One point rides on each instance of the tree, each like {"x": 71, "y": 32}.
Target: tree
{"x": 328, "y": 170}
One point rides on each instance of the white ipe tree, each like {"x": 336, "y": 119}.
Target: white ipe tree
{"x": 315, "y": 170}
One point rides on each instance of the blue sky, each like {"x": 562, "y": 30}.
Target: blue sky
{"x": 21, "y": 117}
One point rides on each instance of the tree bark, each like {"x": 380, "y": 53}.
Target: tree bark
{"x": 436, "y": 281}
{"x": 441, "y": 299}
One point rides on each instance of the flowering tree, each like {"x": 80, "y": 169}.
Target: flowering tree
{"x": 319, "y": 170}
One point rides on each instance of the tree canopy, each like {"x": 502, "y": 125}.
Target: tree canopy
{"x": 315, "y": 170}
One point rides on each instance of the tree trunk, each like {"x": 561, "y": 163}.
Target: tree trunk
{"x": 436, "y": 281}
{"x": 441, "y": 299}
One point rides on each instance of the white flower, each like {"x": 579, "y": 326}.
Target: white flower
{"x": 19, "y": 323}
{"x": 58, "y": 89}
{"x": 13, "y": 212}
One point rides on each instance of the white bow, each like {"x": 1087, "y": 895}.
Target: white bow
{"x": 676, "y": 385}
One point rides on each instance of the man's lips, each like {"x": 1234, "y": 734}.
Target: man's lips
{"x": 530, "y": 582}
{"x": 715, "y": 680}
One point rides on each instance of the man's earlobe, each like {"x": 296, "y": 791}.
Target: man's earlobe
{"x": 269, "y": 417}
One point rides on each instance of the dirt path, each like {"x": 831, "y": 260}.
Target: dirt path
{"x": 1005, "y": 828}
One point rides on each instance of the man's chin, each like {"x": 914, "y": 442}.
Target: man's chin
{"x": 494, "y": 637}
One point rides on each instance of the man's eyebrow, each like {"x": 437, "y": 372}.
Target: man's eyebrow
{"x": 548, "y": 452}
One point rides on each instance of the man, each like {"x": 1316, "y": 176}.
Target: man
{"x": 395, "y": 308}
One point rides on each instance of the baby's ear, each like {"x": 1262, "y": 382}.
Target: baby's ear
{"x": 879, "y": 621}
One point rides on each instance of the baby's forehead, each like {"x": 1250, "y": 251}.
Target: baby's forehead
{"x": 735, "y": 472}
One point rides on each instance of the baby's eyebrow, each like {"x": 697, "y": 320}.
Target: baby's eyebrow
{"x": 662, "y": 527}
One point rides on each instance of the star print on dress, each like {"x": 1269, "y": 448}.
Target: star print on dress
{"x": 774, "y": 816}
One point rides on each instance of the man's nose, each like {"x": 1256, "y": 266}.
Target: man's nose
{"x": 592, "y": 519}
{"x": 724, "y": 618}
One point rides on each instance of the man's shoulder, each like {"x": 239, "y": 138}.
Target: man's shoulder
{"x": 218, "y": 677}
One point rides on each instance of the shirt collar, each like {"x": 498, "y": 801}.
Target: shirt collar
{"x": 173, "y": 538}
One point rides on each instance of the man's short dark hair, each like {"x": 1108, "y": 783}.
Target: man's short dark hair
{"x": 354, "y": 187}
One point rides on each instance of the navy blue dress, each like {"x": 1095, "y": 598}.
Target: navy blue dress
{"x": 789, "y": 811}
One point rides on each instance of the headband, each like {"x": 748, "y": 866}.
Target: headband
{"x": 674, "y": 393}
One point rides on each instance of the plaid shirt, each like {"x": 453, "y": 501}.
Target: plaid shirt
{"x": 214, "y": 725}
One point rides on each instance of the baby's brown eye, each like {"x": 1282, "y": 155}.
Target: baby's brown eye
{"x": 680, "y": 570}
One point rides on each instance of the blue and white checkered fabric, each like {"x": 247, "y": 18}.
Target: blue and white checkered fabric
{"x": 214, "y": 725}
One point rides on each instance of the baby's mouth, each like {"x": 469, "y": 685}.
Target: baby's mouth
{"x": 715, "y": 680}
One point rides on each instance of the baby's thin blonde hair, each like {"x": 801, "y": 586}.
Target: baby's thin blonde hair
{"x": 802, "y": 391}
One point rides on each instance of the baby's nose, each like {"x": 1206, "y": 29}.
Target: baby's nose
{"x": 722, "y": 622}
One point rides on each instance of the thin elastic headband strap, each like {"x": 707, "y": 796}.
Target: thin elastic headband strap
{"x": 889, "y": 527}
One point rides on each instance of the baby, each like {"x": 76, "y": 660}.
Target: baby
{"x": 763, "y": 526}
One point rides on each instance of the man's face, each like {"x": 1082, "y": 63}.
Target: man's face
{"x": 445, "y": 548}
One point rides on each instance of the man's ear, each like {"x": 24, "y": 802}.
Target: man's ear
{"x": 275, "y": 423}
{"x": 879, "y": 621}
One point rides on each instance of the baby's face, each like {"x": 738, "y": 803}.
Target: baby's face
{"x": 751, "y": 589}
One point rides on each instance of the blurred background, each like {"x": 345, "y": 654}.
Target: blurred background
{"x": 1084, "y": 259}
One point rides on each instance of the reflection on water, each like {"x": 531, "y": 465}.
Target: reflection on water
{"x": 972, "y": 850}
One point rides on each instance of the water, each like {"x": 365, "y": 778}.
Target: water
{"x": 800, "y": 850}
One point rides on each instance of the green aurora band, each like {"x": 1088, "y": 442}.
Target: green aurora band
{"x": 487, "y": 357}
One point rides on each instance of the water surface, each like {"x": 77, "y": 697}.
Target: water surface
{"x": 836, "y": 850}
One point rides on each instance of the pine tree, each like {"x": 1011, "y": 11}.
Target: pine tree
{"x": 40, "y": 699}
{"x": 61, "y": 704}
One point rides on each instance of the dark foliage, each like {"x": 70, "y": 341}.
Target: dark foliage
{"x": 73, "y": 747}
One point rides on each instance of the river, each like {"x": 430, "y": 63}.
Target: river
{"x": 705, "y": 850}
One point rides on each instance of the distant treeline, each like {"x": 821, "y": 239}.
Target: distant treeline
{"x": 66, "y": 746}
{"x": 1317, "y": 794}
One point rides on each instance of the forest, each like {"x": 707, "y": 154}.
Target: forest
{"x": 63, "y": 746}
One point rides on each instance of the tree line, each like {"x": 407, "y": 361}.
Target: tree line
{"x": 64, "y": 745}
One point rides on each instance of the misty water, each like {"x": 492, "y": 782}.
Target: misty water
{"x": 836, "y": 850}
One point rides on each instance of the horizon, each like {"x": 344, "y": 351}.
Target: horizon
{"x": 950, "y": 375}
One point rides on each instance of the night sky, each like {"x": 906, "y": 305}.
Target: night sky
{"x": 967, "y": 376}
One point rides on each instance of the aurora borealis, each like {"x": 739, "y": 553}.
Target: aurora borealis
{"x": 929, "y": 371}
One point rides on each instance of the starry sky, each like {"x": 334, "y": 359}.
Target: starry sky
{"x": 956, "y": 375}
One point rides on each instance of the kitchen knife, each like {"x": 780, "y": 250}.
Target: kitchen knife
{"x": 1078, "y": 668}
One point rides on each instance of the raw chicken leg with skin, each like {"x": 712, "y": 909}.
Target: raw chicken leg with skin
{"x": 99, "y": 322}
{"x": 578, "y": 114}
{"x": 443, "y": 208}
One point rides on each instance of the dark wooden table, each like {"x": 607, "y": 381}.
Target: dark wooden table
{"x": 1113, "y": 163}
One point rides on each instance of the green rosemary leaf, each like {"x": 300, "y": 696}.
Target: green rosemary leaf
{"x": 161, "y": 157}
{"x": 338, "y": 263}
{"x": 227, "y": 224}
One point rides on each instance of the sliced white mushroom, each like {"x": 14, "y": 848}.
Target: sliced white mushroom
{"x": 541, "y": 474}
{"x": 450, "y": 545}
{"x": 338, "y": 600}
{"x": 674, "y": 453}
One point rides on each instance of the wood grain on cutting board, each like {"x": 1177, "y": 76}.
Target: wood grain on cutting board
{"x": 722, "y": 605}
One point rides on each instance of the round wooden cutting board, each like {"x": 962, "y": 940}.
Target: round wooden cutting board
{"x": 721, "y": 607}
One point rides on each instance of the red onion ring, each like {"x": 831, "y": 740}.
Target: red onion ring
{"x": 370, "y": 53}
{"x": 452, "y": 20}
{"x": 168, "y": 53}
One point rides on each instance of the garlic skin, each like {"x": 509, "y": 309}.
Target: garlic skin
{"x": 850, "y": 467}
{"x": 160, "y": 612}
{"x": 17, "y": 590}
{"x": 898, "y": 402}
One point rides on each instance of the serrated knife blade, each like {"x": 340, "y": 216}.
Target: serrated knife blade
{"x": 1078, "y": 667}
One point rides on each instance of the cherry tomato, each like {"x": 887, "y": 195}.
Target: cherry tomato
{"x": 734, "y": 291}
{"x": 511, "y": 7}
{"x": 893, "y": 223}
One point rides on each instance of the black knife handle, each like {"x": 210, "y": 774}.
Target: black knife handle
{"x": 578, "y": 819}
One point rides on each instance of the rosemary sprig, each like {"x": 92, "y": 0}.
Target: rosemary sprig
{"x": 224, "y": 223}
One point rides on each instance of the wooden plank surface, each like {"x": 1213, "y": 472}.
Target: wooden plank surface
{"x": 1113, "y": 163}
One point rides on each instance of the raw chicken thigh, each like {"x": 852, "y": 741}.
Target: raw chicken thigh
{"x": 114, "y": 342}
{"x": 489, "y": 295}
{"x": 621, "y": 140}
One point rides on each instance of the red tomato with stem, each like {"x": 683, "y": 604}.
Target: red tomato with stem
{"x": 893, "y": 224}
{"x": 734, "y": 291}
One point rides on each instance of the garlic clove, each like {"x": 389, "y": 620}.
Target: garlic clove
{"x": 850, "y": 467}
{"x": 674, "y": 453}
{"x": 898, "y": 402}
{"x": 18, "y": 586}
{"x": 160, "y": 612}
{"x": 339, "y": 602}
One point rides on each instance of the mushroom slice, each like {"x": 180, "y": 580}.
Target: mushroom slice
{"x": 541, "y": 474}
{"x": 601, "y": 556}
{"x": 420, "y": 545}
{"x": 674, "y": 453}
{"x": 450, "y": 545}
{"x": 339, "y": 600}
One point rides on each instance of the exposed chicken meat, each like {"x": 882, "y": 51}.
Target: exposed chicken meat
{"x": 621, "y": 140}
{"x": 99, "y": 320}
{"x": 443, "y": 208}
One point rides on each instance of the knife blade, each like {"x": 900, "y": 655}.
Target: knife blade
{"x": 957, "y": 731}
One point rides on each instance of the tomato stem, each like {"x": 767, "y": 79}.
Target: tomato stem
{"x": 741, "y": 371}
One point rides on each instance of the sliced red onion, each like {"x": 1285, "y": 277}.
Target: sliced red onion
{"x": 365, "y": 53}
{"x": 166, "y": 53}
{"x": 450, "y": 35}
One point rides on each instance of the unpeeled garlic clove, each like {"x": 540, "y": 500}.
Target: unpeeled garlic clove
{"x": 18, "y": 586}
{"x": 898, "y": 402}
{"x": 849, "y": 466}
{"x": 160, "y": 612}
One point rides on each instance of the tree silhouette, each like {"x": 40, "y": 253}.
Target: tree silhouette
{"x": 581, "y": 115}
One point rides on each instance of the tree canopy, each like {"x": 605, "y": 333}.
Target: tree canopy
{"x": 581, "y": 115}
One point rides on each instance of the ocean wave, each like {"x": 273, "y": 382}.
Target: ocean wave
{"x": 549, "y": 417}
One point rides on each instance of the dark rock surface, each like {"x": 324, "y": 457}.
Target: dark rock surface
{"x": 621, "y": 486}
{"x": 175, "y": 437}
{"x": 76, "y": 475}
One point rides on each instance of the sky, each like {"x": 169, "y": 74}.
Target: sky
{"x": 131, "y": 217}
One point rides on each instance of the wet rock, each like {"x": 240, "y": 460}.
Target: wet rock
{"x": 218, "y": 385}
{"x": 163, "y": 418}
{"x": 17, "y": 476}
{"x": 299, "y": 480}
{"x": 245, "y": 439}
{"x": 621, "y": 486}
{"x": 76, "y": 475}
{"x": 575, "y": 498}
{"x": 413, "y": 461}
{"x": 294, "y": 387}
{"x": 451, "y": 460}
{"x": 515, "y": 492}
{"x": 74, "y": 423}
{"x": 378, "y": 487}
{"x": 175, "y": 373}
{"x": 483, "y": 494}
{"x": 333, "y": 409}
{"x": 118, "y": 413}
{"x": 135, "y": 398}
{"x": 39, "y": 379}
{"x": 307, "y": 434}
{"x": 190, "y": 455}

Aim of the exercise: Your answer must be the lines above from the one containing "One point rides on each instance of the red onion" to the one containing "One point rides on each instance of the rosemary", both included, restated word for word.

Solution for this task:
One point rides on each instance of the red onion ring, each like {"x": 831, "y": 740}.
Target: red onion ring
{"x": 370, "y": 53}
{"x": 452, "y": 20}
{"x": 168, "y": 53}
One point rides on each instance of the garlic skin, each like {"x": 509, "y": 309}.
Target: garlic skin
{"x": 850, "y": 467}
{"x": 160, "y": 612}
{"x": 17, "y": 590}
{"x": 898, "y": 402}
One point rides on each instance of the serrated knife blade, each like {"x": 340, "y": 216}.
Target: serrated knife blade
{"x": 1078, "y": 667}
One point rides on each instance of the cherry tomato, each like {"x": 887, "y": 195}.
Target: cherry tomato
{"x": 734, "y": 291}
{"x": 511, "y": 7}
{"x": 893, "y": 223}
One point rides on each instance of the black knife handle, each like {"x": 210, "y": 774}.
Target: black knife handle
{"x": 578, "y": 819}
One point rides on each instance of the rosemary sprig, each like {"x": 92, "y": 0}.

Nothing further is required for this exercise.